▸ AIM OF THE EXERCISE: From the line containing "Where can you see the black window" down to the last line of the material, return those lines verbatim and only those.

▸ DATA TO USE:
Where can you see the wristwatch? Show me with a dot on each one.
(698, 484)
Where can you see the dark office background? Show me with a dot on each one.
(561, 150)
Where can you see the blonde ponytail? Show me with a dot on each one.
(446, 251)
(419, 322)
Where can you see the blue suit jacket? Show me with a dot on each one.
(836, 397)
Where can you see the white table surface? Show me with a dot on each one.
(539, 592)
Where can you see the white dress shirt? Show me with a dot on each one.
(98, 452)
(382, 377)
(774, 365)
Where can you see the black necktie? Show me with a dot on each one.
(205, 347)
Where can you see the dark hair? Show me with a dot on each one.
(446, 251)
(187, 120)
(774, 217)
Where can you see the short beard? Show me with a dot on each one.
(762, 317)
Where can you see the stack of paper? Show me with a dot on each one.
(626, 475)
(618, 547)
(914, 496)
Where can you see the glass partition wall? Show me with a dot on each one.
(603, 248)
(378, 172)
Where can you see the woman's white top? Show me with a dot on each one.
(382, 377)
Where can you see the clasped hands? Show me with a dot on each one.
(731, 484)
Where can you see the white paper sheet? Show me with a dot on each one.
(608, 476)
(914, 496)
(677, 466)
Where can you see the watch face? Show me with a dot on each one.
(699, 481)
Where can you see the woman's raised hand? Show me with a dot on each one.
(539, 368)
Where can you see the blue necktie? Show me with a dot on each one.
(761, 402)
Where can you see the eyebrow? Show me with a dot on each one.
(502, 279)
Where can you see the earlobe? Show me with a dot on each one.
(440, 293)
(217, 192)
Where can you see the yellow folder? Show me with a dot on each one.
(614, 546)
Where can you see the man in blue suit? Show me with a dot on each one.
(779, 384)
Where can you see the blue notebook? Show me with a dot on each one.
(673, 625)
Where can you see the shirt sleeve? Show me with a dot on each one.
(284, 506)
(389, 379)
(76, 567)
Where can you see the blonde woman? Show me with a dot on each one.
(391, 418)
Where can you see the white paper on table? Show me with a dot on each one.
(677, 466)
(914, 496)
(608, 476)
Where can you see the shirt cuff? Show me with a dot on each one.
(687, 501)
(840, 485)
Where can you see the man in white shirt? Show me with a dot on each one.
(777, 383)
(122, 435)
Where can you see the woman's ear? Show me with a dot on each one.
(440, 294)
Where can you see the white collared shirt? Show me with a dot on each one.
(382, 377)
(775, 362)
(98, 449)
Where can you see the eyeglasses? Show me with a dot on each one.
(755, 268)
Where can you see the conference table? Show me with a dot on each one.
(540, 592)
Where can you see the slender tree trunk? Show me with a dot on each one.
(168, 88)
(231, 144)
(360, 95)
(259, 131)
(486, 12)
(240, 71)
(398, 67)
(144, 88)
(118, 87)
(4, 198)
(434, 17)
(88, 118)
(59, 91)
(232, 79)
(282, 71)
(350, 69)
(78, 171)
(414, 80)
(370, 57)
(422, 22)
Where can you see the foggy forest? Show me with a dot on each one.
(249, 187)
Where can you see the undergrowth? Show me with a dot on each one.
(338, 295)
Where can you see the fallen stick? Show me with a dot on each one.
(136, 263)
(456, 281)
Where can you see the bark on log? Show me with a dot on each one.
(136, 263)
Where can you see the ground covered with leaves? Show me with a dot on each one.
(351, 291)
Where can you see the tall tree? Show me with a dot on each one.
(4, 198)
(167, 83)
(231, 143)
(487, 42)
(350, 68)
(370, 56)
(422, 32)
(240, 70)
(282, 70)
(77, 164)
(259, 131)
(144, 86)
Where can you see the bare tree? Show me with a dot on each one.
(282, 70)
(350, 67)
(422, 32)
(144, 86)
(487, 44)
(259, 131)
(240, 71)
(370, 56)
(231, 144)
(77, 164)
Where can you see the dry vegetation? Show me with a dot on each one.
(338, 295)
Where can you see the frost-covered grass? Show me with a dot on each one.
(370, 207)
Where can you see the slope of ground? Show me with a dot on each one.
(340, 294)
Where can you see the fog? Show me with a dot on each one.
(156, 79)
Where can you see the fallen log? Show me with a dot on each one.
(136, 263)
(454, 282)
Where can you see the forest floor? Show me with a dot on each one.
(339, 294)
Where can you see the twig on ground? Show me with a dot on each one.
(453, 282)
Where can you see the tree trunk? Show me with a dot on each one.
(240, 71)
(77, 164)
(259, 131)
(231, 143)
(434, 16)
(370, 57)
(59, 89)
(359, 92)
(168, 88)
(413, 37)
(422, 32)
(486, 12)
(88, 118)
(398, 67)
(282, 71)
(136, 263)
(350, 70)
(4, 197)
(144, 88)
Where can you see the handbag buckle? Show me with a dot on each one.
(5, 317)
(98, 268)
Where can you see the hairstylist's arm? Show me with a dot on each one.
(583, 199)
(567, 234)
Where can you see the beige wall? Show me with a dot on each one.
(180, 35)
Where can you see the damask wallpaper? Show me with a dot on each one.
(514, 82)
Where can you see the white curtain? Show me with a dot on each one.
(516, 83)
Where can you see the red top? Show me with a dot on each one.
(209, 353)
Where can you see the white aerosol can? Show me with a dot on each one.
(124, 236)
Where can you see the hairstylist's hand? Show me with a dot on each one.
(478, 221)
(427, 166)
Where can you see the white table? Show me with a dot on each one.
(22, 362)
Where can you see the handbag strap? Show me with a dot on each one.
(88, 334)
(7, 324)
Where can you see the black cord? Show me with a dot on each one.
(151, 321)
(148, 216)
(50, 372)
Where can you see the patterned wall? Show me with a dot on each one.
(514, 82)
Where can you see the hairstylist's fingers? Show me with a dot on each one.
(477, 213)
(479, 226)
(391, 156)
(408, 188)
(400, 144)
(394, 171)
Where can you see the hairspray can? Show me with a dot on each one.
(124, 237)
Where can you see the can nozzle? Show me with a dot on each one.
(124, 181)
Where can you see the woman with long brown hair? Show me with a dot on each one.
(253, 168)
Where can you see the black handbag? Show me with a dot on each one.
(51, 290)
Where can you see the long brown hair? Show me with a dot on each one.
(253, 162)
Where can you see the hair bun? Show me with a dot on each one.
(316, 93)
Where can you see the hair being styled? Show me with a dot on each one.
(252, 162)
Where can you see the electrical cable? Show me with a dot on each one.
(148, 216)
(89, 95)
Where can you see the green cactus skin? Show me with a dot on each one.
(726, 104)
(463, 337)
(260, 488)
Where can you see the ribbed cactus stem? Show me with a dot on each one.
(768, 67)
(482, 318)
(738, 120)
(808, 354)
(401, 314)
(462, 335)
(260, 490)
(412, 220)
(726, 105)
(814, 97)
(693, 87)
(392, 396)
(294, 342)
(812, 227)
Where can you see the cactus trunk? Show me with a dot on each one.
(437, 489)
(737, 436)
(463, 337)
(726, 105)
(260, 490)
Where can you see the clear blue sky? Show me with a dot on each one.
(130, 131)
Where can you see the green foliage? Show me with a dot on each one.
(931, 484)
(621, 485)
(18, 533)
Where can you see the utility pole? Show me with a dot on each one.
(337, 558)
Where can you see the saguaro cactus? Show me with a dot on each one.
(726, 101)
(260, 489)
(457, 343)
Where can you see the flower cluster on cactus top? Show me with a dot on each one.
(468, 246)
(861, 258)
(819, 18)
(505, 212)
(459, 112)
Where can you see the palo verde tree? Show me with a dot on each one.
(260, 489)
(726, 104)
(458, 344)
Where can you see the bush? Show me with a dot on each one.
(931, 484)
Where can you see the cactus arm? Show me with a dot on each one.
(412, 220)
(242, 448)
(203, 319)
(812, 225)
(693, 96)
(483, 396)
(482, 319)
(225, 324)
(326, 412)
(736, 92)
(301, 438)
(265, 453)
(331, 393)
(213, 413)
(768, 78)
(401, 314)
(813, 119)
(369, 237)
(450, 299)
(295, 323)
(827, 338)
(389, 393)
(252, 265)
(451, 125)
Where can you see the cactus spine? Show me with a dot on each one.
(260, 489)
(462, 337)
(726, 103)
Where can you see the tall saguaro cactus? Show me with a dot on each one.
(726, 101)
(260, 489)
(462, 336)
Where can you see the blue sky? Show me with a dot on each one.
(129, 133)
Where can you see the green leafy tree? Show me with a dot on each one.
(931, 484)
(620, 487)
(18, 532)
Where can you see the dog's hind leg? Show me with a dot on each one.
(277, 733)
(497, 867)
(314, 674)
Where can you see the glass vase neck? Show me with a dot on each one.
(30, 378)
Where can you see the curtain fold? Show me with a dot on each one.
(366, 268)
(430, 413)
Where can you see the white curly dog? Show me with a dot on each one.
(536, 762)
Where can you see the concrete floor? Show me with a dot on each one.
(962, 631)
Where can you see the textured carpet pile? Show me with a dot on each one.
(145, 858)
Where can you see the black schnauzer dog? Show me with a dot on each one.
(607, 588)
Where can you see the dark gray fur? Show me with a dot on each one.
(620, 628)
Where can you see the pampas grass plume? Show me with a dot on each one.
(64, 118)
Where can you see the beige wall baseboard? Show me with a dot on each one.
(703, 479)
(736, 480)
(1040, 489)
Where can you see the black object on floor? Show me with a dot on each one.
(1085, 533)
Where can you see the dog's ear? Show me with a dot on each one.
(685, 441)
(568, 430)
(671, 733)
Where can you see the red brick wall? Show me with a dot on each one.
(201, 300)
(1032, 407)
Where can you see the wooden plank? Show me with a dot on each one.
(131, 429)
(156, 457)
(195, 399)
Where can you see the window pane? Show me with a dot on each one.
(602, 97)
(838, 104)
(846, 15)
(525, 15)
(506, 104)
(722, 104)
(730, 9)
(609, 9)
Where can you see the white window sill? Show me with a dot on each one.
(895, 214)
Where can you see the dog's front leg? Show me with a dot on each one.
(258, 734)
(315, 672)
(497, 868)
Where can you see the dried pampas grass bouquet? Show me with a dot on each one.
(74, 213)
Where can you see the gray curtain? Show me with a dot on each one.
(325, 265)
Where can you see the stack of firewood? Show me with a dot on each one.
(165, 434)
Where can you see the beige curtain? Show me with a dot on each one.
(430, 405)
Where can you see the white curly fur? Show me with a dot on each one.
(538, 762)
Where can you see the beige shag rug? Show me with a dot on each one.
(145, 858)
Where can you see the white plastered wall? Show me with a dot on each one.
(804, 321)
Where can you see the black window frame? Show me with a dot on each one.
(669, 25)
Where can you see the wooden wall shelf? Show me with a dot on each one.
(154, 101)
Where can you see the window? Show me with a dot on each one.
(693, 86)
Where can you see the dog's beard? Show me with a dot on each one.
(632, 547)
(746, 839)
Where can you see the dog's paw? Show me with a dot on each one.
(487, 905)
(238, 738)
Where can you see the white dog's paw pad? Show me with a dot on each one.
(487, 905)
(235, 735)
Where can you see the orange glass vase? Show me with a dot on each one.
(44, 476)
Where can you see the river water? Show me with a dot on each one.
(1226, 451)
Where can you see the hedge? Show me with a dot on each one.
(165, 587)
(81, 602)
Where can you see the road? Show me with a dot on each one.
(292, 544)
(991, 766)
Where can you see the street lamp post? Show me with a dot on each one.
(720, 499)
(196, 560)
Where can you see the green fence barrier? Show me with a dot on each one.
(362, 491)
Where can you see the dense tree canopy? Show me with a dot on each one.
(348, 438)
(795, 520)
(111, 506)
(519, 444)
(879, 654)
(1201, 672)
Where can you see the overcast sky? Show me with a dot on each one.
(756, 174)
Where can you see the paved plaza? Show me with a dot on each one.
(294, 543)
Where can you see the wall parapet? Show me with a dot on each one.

▸ FULL RESPONSE:
Where can you see the black window frame? Show me with a dot on each one.
(669, 25)
Where can you see the wooden wall shelf? Show me with a dot on each one.
(154, 101)
Where can you see the window? Show me with a dot on each one.
(693, 86)
Where can you see the dog's beard? Show me with a dot on each one.
(632, 547)
(746, 839)
Where can you see the dog's paw? Show me with a dot on each one.
(487, 905)
(238, 738)
Where can you see the white dog's paw pad? Show me with a dot on each one.
(487, 905)
(235, 735)
Where can you see the orange glass vase? Show me with a dot on each one.
(44, 476)
Where can you see the river water? Show me with a dot on each one.
(1226, 451)
Where can you see the hedge? Show me with a dot on each one.
(165, 587)
(81, 602)
Where can you see the road? Show me with a dot on each one.
(292, 544)
(991, 766)
Where can you see the street lamp post? Show me with a dot on each one.
(720, 499)
(196, 560)
Where can you see the green fence barrier? Show me with a dot on each one.
(362, 491)
Where can you see the dense tree canopy? Show me with a dot on each one.
(348, 438)
(795, 520)
(111, 506)
(519, 444)
(879, 654)
(1201, 672)
Where can you see the overcast sky? Show me with a dot on each one.
(756, 174)
Where can you see the paved plaza? Show me with a dot on each one.
(294, 543)
Where can you see the wall parapet? Show me with a dot on each one.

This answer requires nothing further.